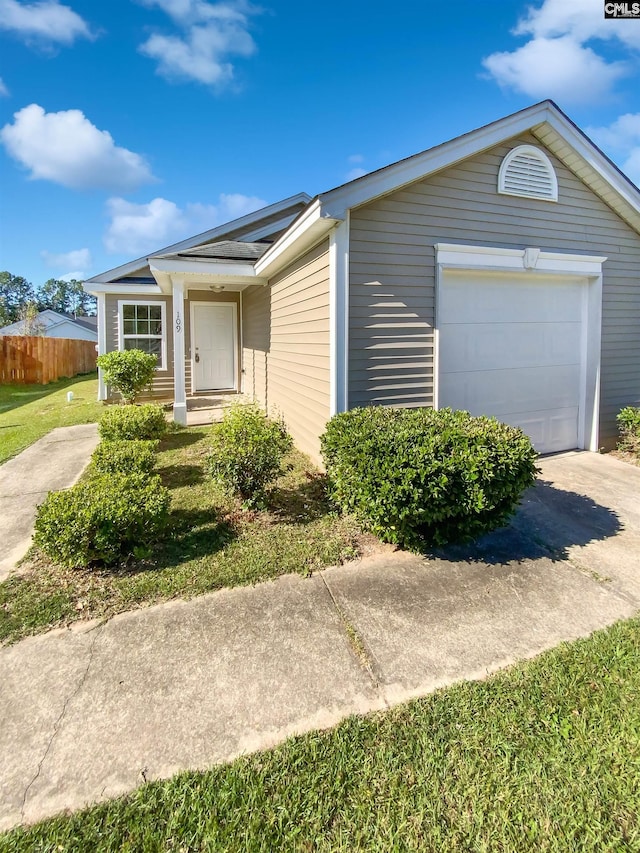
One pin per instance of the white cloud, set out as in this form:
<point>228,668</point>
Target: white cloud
<point>557,62</point>
<point>45,21</point>
<point>138,228</point>
<point>557,68</point>
<point>67,149</point>
<point>77,259</point>
<point>621,140</point>
<point>210,33</point>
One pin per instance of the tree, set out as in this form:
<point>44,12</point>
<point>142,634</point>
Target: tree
<point>30,324</point>
<point>15,293</point>
<point>68,297</point>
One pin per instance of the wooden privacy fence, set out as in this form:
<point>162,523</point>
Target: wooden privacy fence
<point>31,359</point>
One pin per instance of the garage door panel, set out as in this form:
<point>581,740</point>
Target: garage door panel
<point>491,346</point>
<point>474,300</point>
<point>510,345</point>
<point>500,392</point>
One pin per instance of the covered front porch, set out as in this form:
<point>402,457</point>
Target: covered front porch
<point>207,326</point>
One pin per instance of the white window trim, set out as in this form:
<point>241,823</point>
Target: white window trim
<point>162,367</point>
<point>531,151</point>
<point>535,262</point>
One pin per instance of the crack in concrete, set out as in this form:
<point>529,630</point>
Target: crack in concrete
<point>358,647</point>
<point>57,724</point>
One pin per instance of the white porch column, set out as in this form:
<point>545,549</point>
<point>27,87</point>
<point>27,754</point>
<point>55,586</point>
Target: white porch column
<point>102,343</point>
<point>179,385</point>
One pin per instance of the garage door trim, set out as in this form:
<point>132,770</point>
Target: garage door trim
<point>536,262</point>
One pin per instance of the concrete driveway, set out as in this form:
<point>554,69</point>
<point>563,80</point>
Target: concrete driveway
<point>92,712</point>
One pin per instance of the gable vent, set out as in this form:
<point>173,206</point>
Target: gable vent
<point>526,171</point>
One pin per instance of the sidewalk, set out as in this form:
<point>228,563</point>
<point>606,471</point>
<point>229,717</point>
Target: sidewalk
<point>92,712</point>
<point>51,463</point>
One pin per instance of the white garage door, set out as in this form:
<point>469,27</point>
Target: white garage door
<point>510,345</point>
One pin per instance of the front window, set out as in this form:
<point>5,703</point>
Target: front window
<point>142,326</point>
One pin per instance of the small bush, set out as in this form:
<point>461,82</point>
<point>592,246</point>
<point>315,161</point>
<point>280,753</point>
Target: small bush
<point>124,457</point>
<point>629,426</point>
<point>127,423</point>
<point>247,449</point>
<point>419,477</point>
<point>102,520</point>
<point>129,372</point>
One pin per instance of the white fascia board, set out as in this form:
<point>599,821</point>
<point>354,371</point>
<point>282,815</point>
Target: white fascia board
<point>310,227</point>
<point>393,177</point>
<point>122,288</point>
<point>452,256</point>
<point>207,269</point>
<point>204,237</point>
<point>585,149</point>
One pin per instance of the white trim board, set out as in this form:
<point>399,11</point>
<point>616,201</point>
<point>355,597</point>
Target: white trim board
<point>536,263</point>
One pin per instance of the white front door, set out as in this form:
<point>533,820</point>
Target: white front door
<point>511,346</point>
<point>213,346</point>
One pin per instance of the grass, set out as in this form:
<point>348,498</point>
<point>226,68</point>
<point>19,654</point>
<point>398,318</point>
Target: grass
<point>543,757</point>
<point>27,412</point>
<point>211,543</point>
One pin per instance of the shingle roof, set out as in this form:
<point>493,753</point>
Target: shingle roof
<point>225,250</point>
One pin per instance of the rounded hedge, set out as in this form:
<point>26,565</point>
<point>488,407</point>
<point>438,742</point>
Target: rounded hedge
<point>102,520</point>
<point>133,422</point>
<point>247,449</point>
<point>124,457</point>
<point>419,477</point>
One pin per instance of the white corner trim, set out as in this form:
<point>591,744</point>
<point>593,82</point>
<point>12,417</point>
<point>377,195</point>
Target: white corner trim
<point>451,256</point>
<point>339,318</point>
<point>163,320</point>
<point>102,342</point>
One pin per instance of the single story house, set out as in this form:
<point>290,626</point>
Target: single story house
<point>55,324</point>
<point>498,273</point>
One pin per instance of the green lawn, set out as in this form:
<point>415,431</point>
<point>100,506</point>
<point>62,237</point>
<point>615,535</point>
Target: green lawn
<point>211,543</point>
<point>542,757</point>
<point>27,412</point>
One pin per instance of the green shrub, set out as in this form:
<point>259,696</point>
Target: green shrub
<point>102,520</point>
<point>128,371</point>
<point>124,457</point>
<point>247,449</point>
<point>127,423</point>
<point>629,426</point>
<point>419,477</point>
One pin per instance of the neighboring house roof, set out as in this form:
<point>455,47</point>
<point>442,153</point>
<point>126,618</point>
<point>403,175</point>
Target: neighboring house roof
<point>50,320</point>
<point>320,215</point>
<point>225,250</point>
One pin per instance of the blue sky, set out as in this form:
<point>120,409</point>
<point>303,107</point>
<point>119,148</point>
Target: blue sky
<point>130,124</point>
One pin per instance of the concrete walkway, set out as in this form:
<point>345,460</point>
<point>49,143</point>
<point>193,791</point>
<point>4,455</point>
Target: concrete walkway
<point>51,463</point>
<point>93,711</point>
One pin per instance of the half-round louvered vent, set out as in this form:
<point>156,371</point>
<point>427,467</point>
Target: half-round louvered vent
<point>527,171</point>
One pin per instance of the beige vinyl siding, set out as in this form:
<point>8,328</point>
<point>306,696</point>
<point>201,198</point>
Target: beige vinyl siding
<point>163,380</point>
<point>392,274</point>
<point>286,346</point>
<point>206,296</point>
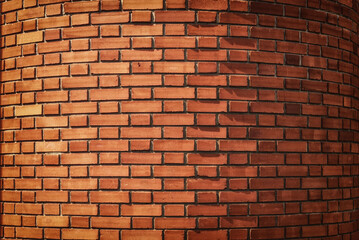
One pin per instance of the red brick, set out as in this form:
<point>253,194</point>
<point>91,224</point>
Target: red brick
<point>79,233</point>
<point>174,223</point>
<point>208,5</point>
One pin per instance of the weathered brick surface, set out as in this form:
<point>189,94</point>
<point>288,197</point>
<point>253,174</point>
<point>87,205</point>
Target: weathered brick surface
<point>179,119</point>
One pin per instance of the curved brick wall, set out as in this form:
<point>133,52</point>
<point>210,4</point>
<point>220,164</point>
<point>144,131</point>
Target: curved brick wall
<point>197,119</point>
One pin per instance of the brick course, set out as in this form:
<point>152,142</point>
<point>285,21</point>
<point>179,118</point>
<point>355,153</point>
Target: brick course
<point>179,119</point>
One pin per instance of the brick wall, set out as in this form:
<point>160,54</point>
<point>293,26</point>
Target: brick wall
<point>181,119</point>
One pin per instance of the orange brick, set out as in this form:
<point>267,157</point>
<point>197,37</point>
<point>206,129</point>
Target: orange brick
<point>51,147</point>
<point>109,68</point>
<point>80,32</point>
<point>30,37</point>
<point>109,145</point>
<point>109,197</point>
<point>142,30</point>
<point>85,234</point>
<point>72,57</point>
<point>84,6</point>
<point>52,221</point>
<point>110,17</point>
<point>142,4</point>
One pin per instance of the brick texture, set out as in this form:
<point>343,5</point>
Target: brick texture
<point>179,119</point>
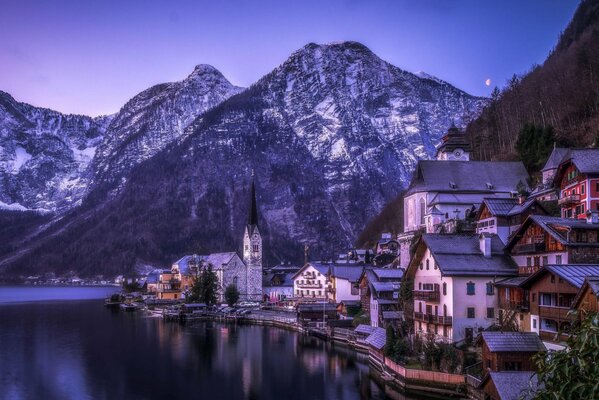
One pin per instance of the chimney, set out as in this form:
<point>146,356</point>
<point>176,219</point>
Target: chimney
<point>593,217</point>
<point>485,245</point>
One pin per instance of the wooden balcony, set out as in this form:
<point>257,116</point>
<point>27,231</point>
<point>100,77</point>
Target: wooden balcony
<point>569,200</point>
<point>527,248</point>
<point>433,319</point>
<point>426,295</point>
<point>555,313</point>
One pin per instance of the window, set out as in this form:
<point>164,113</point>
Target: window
<point>470,288</point>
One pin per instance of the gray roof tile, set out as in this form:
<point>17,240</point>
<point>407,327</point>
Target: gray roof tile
<point>513,341</point>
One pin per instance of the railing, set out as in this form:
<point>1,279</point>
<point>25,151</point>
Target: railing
<point>309,285</point>
<point>434,319</point>
<point>555,312</point>
<point>530,248</point>
<point>426,295</point>
<point>571,199</point>
<point>420,375</point>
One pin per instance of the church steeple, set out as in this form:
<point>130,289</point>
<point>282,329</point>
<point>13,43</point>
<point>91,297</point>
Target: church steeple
<point>253,214</point>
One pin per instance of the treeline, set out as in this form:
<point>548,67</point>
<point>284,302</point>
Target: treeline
<point>563,94</point>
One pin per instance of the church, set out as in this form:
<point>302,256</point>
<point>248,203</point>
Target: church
<point>245,273</point>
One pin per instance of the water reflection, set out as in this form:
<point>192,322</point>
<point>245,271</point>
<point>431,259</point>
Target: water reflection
<point>79,350</point>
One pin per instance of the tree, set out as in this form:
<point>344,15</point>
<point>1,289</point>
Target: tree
<point>205,287</point>
<point>572,373</point>
<point>231,295</point>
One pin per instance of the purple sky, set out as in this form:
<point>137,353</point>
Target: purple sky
<point>90,57</point>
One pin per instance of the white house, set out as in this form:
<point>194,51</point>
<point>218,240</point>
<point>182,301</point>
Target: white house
<point>344,282</point>
<point>311,282</point>
<point>453,279</point>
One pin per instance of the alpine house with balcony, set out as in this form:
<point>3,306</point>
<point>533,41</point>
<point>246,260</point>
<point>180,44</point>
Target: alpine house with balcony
<point>453,277</point>
<point>577,178</point>
<point>553,290</point>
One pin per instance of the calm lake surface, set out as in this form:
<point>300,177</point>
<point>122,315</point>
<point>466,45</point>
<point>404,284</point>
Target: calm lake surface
<point>66,349</point>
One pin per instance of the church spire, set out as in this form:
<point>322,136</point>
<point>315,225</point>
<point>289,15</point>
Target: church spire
<point>253,214</point>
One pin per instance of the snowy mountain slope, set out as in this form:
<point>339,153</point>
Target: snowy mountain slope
<point>156,117</point>
<point>332,133</point>
<point>44,154</point>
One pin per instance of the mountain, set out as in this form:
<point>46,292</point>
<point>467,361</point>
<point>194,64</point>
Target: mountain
<point>156,117</point>
<point>562,93</point>
<point>43,155</point>
<point>332,134</point>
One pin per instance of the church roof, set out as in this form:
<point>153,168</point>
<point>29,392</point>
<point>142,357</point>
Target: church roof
<point>454,139</point>
<point>218,259</point>
<point>467,176</point>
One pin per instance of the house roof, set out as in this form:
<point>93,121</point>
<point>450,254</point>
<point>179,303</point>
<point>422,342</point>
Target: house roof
<point>377,338</point>
<point>585,160</point>
<point>218,259</point>
<point>460,255</point>
<point>553,226</point>
<point>574,274</point>
<point>365,329</point>
<point>350,272</point>
<point>388,273</point>
<point>513,341</point>
<point>477,176</point>
<point>391,314</point>
<point>591,282</point>
<point>323,268</point>
<point>512,385</point>
<point>184,262</point>
<point>556,158</point>
<point>507,206</point>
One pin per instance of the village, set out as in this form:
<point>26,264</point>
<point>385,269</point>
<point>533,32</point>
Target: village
<point>487,273</point>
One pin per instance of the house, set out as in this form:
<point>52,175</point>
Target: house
<point>544,240</point>
<point>379,294</point>
<point>509,385</point>
<point>316,314</point>
<point>343,282</point>
<point>552,290</point>
<point>453,277</point>
<point>169,286</point>
<point>152,281</point>
<point>509,351</point>
<point>503,216</point>
<point>577,178</point>
<point>311,282</point>
<point>547,191</point>
<point>587,300</point>
<point>277,286</point>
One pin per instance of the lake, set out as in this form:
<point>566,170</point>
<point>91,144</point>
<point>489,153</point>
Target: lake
<point>52,347</point>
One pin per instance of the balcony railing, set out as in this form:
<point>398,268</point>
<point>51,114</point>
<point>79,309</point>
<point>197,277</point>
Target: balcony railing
<point>529,248</point>
<point>315,285</point>
<point>554,312</point>
<point>433,319</point>
<point>569,200</point>
<point>426,295</point>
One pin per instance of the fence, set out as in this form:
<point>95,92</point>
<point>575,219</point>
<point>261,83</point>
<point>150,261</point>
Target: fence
<point>419,375</point>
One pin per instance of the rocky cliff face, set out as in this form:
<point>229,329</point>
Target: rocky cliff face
<point>332,134</point>
<point>155,118</point>
<point>44,155</point>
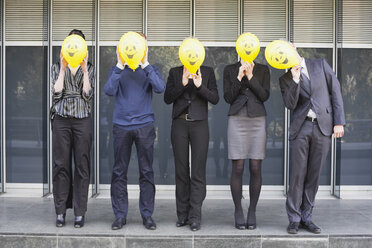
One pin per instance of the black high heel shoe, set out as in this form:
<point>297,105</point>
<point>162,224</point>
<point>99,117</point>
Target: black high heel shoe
<point>60,220</point>
<point>240,226</point>
<point>79,221</point>
<point>251,218</point>
<point>251,226</point>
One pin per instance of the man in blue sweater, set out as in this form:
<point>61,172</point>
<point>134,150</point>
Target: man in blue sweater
<point>133,122</point>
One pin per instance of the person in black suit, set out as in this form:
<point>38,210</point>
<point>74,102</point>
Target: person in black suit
<point>246,88</point>
<point>190,95</point>
<point>313,94</point>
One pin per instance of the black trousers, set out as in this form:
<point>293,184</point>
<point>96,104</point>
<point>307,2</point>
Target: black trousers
<point>308,152</point>
<point>71,136</point>
<point>190,190</point>
<point>123,140</point>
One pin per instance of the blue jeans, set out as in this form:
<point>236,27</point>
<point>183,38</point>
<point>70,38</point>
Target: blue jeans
<point>123,140</point>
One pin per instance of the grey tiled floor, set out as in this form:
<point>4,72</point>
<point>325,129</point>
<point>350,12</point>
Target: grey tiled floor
<point>36,216</point>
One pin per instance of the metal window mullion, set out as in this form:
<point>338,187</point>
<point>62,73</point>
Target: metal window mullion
<point>49,101</point>
<point>192,18</point>
<point>144,13</point>
<point>286,111</point>
<point>240,16</point>
<point>3,110</point>
<point>96,101</point>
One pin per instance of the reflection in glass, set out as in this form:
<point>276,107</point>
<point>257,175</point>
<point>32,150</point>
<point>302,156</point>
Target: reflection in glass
<point>26,108</point>
<point>356,146</point>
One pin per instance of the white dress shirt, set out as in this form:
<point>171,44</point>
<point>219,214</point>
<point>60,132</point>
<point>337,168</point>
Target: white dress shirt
<point>304,70</point>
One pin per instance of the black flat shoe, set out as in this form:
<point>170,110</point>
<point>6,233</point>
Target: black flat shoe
<point>240,226</point>
<point>60,220</point>
<point>310,226</point>
<point>251,226</point>
<point>149,223</point>
<point>180,223</point>
<point>118,223</point>
<point>293,227</point>
<point>195,226</point>
<point>79,221</point>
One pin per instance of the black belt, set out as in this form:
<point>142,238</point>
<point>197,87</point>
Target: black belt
<point>185,117</point>
<point>308,118</point>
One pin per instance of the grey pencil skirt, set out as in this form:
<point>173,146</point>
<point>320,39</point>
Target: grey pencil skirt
<point>246,137</point>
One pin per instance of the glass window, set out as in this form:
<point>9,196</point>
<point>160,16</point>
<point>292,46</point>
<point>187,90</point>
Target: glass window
<point>55,55</point>
<point>356,145</point>
<point>272,165</point>
<point>218,166</point>
<point>26,111</point>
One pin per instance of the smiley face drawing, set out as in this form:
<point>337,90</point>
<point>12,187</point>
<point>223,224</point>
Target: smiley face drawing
<point>130,50</point>
<point>192,56</point>
<point>247,46</point>
<point>71,49</point>
<point>279,56</point>
<point>74,50</point>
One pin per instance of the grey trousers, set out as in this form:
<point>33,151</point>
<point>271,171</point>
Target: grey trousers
<point>308,152</point>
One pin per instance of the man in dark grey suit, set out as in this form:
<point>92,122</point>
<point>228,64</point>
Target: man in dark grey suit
<point>312,91</point>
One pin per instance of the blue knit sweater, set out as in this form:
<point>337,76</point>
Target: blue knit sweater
<point>133,94</point>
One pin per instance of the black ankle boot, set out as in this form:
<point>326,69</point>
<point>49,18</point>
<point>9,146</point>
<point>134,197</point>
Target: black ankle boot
<point>60,220</point>
<point>79,221</point>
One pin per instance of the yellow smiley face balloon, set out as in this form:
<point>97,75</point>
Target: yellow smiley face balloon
<point>192,54</point>
<point>132,47</point>
<point>281,55</point>
<point>74,49</point>
<point>248,47</point>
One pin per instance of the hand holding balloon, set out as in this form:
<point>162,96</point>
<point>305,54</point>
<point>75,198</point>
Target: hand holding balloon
<point>197,79</point>
<point>84,64</point>
<point>185,76</point>
<point>296,72</point>
<point>145,58</point>
<point>119,58</point>
<point>242,71</point>
<point>63,62</point>
<point>249,70</point>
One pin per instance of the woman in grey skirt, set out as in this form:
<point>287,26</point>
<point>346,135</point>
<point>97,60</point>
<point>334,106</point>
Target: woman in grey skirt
<point>246,87</point>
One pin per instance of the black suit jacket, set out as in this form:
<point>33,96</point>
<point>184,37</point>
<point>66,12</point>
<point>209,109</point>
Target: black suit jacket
<point>325,96</point>
<point>197,102</point>
<point>254,92</point>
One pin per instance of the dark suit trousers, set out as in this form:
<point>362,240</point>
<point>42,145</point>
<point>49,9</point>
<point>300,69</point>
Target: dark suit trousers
<point>190,190</point>
<point>71,136</point>
<point>123,140</point>
<point>308,152</point>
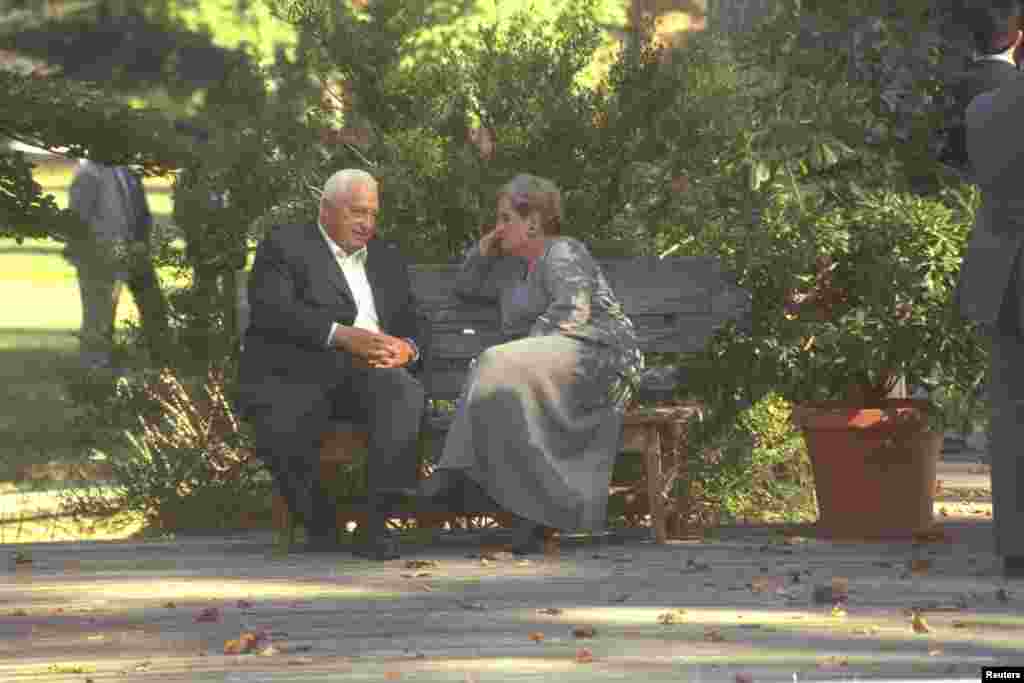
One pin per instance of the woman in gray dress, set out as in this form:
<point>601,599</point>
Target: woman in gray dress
<point>539,422</point>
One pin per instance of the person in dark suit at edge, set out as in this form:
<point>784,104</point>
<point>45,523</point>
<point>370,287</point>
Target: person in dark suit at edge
<point>333,324</point>
<point>994,28</point>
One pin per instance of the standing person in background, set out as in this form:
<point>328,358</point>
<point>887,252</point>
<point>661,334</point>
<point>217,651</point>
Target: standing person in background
<point>995,31</point>
<point>112,202</point>
<point>991,293</point>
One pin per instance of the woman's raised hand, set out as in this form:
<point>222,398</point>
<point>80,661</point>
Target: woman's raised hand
<point>491,243</point>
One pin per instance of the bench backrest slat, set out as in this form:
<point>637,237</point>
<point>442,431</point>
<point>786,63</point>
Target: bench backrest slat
<point>676,304</point>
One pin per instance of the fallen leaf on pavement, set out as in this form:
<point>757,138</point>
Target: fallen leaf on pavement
<point>834,663</point>
<point>208,614</point>
<point>420,564</point>
<point>714,635</point>
<point>919,624</point>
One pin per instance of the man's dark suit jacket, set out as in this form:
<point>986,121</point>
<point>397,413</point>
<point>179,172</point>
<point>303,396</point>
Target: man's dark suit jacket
<point>980,77</point>
<point>296,291</point>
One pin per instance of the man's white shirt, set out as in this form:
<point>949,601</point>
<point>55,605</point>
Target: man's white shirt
<point>353,266</point>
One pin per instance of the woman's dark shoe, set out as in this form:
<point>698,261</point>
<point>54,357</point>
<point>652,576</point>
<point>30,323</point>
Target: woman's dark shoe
<point>1013,566</point>
<point>528,538</point>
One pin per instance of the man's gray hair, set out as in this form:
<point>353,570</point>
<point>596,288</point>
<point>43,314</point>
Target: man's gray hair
<point>341,182</point>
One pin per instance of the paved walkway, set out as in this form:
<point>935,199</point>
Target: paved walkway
<point>753,604</point>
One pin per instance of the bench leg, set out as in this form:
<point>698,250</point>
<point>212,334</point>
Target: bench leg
<point>672,435</point>
<point>655,501</point>
<point>284,520</point>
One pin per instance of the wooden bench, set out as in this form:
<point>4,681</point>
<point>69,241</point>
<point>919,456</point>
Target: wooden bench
<point>676,304</point>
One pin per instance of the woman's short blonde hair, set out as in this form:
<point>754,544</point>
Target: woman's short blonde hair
<point>529,195</point>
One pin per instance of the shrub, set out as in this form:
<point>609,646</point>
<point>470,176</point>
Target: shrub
<point>183,461</point>
<point>754,469</point>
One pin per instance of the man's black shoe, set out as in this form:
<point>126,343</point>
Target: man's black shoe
<point>380,548</point>
<point>395,493</point>
<point>324,544</point>
<point>1013,566</point>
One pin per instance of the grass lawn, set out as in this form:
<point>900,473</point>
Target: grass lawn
<point>41,314</point>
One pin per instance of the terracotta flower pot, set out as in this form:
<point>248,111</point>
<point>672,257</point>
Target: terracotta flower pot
<point>873,468</point>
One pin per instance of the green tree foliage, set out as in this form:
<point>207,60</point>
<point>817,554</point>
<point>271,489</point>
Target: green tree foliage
<point>520,84</point>
<point>55,114</point>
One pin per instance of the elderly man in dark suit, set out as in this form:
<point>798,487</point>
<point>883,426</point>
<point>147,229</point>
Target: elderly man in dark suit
<point>994,28</point>
<point>333,323</point>
<point>991,293</point>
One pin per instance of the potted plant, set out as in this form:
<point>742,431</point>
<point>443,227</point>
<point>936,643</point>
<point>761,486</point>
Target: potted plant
<point>849,297</point>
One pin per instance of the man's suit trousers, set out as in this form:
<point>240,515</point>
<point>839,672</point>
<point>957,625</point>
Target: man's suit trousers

Work order —
Out of the data above, set down the lines from the one with "<point>146,356</point>" to the one with "<point>13,43</point>", both included, exactly as written and with no additions.

Exercise result —
<point>146,356</point>
<point>176,219</point>
Target: chimney
<point>593,217</point>
<point>485,245</point>
One pin per instance of the wooden balcony, set out as in this form:
<point>257,116</point>
<point>27,231</point>
<point>100,77</point>
Target: wooden balcony
<point>569,200</point>
<point>527,248</point>
<point>433,319</point>
<point>426,295</point>
<point>555,313</point>
One pin per instance of the window, set out as in this form:
<point>164,113</point>
Target: window
<point>470,288</point>
One pin per instance of the gray roof tile, set out as in this form:
<point>17,240</point>
<point>407,327</point>
Target: gray roof tile
<point>513,341</point>
One pin per instance of the railing, set out as in this form:
<point>1,279</point>
<point>25,151</point>
Target: railing
<point>309,285</point>
<point>434,319</point>
<point>555,312</point>
<point>530,248</point>
<point>426,295</point>
<point>571,199</point>
<point>420,375</point>
One pin per instance of the church steeple, set out as in this form:
<point>130,289</point>
<point>282,329</point>
<point>13,43</point>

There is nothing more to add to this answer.